*Entries shown*:
----------------------------------------
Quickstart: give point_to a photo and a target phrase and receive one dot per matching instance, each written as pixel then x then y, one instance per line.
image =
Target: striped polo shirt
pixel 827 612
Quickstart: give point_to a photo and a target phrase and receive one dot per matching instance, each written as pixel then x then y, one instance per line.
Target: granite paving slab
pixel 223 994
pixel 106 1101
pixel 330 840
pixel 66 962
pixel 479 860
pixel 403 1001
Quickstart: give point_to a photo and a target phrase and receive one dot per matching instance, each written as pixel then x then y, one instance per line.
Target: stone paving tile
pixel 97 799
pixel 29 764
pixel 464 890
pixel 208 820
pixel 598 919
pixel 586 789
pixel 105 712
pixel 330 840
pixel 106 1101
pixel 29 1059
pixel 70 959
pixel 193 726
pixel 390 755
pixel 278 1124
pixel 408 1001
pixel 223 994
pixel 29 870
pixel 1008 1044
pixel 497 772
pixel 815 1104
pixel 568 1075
----------------------------------------
*Given task*: Copy all of the items above, character for character.

*Answer for the task*:
Quickstart: give point_to a photo and a target phrase and receive one dot per matching instance, each written as pixel then x then y, one instance per line.
image =
Target: striped polo shirt
pixel 827 612
Quickstart: give point_to a photo and a target phrase and receive one dot per matching instance, each written as pixel then x then y, one instance per line.
Target: granite paving slab
pixel 223 994
pixel 106 1101
pixel 330 840
pixel 66 962
pixel 479 860
pixel 403 1001
Quickstart: give point_to a photo and a target phrase and receive one dot per matching instance, each written as pixel then x then y, one instance per line.
Target: stone paving tile
pixel 97 799
pixel 29 764
pixel 464 890
pixel 208 820
pixel 598 919
pixel 586 789
pixel 105 712
pixel 330 840
pixel 106 1101
pixel 29 1059
pixel 70 959
pixel 193 726
pixel 390 755
pixel 278 1124
pixel 408 1001
pixel 223 994
pixel 29 870
pixel 1008 1044
pixel 497 772
pixel 815 1104
pixel 568 1075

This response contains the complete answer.